Task requirements:
In the entries below, find the line with "# rows come back like column 540, row 10" and the line with "# rows come back like column 183, row 43". Reproduce those two lines and every line between them exactly, and nothing more.

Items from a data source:
= = = = = = =

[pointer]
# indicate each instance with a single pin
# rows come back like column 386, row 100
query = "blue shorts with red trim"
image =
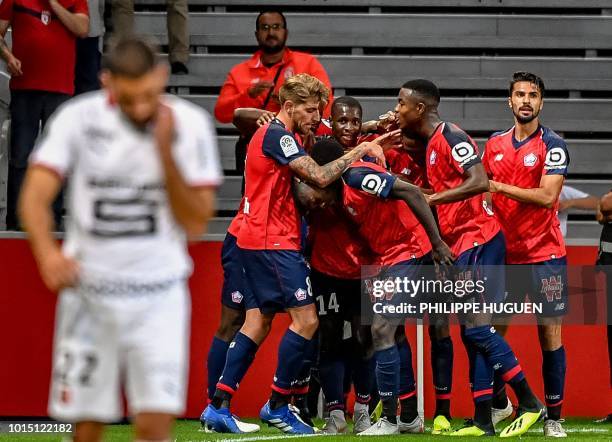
column 279, row 279
column 235, row 293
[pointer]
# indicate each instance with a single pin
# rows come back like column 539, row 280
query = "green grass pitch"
column 190, row 430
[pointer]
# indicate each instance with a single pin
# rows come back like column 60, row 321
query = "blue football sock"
column 497, row 352
column 215, row 363
column 363, row 379
column 291, row 352
column 387, row 378
column 553, row 372
column 407, row 385
column 331, row 376
column 442, row 370
column 240, row 356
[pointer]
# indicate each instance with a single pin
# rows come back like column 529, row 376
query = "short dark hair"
column 425, row 89
column 326, row 150
column 270, row 11
column 526, row 76
column 347, row 101
column 131, row 56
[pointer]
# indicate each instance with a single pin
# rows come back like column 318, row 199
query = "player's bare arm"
column 604, row 209
column 475, row 182
column 77, row 23
column 322, row 176
column 545, row 195
column 248, row 119
column 191, row 207
column 413, row 196
column 13, row 64
column 39, row 190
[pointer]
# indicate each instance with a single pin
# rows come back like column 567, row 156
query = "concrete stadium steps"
column 320, row 4
column 407, row 30
column 448, row 72
column 488, row 114
column 587, row 156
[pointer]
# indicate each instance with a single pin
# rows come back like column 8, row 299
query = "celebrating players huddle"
column 319, row 217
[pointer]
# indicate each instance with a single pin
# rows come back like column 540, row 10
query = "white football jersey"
column 120, row 226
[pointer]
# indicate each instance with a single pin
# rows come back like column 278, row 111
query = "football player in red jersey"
column 458, row 179
column 527, row 165
column 373, row 197
column 270, row 244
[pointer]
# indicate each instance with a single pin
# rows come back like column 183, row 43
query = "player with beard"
column 458, row 179
column 255, row 83
column 270, row 244
column 527, row 165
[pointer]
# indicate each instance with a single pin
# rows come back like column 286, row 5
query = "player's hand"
column 58, row 271
column 443, row 258
column 259, row 88
column 164, row 129
column 494, row 186
column 387, row 122
column 265, row 118
column 14, row 67
column 390, row 140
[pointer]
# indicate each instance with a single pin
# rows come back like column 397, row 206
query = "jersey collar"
column 518, row 144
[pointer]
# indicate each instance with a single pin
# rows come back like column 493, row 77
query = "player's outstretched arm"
column 248, row 119
column 415, row 199
column 322, row 176
column 39, row 190
column 546, row 195
column 476, row 182
column 191, row 207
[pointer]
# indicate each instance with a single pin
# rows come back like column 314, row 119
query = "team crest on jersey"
column 530, row 160
column 288, row 145
column 432, row 157
column 45, row 16
column 300, row 294
column 552, row 288
column 237, row 297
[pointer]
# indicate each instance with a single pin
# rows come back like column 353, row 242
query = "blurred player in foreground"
column 527, row 165
column 144, row 168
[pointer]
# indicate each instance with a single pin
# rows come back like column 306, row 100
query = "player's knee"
column 88, row 432
column 230, row 324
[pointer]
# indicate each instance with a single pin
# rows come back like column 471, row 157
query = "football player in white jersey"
column 143, row 168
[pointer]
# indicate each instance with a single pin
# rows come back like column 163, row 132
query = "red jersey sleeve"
column 80, row 7
column 231, row 97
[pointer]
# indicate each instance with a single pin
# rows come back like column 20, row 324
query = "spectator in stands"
column 89, row 51
column 572, row 198
column 177, row 25
column 41, row 63
column 255, row 83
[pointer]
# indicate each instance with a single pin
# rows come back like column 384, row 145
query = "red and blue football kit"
column 393, row 233
column 270, row 234
column 463, row 224
column 400, row 162
column 533, row 234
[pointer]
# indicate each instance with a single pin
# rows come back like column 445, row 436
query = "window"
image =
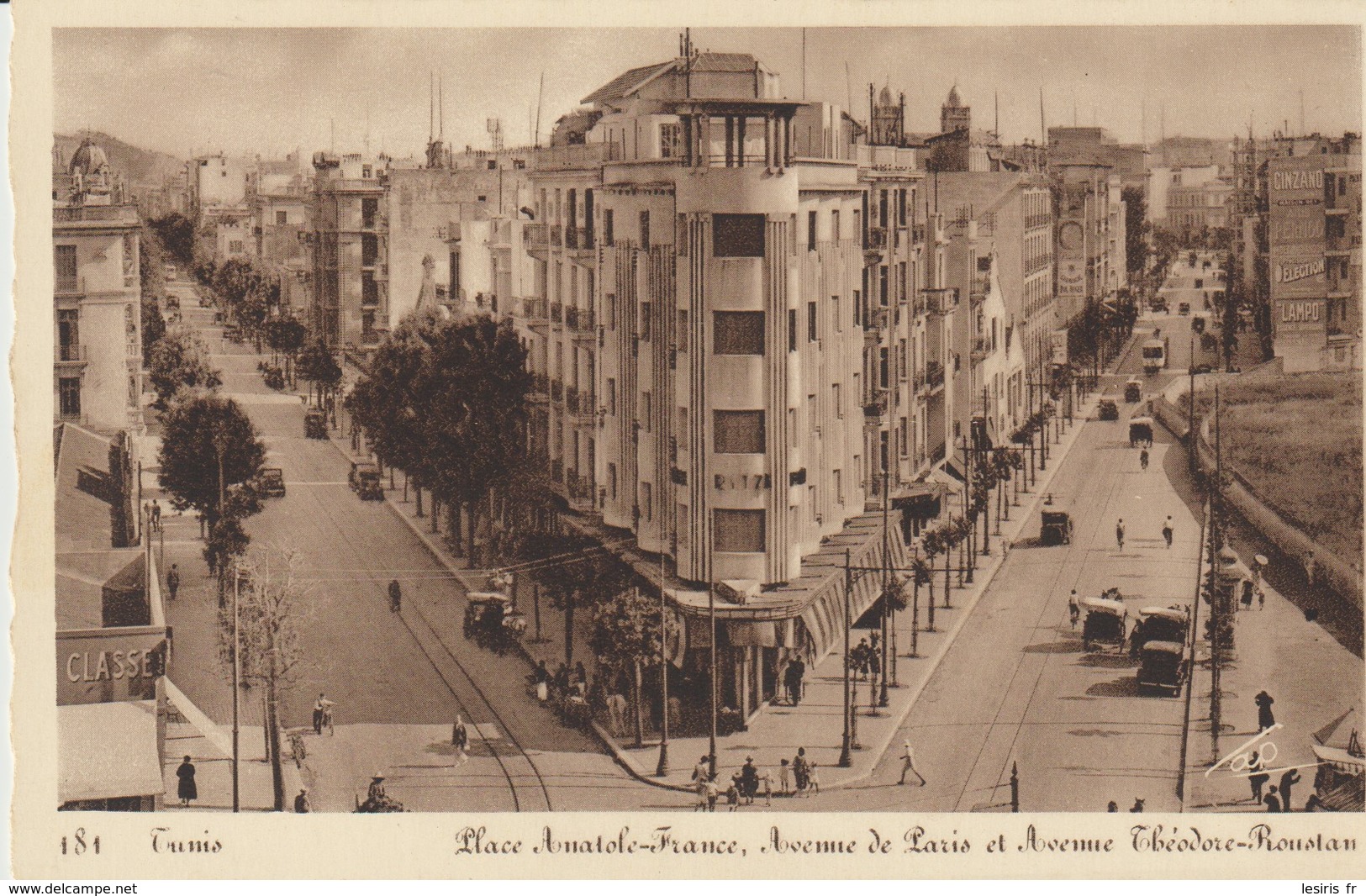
column 738, row 531
column 738, row 235
column 738, row 432
column 66, row 261
column 69, row 397
column 69, row 335
column 738, row 332
column 671, row 140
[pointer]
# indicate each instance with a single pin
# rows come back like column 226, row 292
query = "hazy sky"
column 268, row 91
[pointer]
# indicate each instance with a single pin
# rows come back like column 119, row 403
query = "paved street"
column 398, row 679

= = = = = = =

Response area:
# rows come back like column 540, row 10
query = "white football jersey"
column 120, row 226
[pointer]
# indicate each instance with a single pin
# rows come back like column 278, row 111
query = "football player in red jersey"
column 458, row 179
column 527, row 165
column 373, row 197
column 270, row 244
[pointer]
# indicate each instance with a single pin
# rows come back like column 183, row 43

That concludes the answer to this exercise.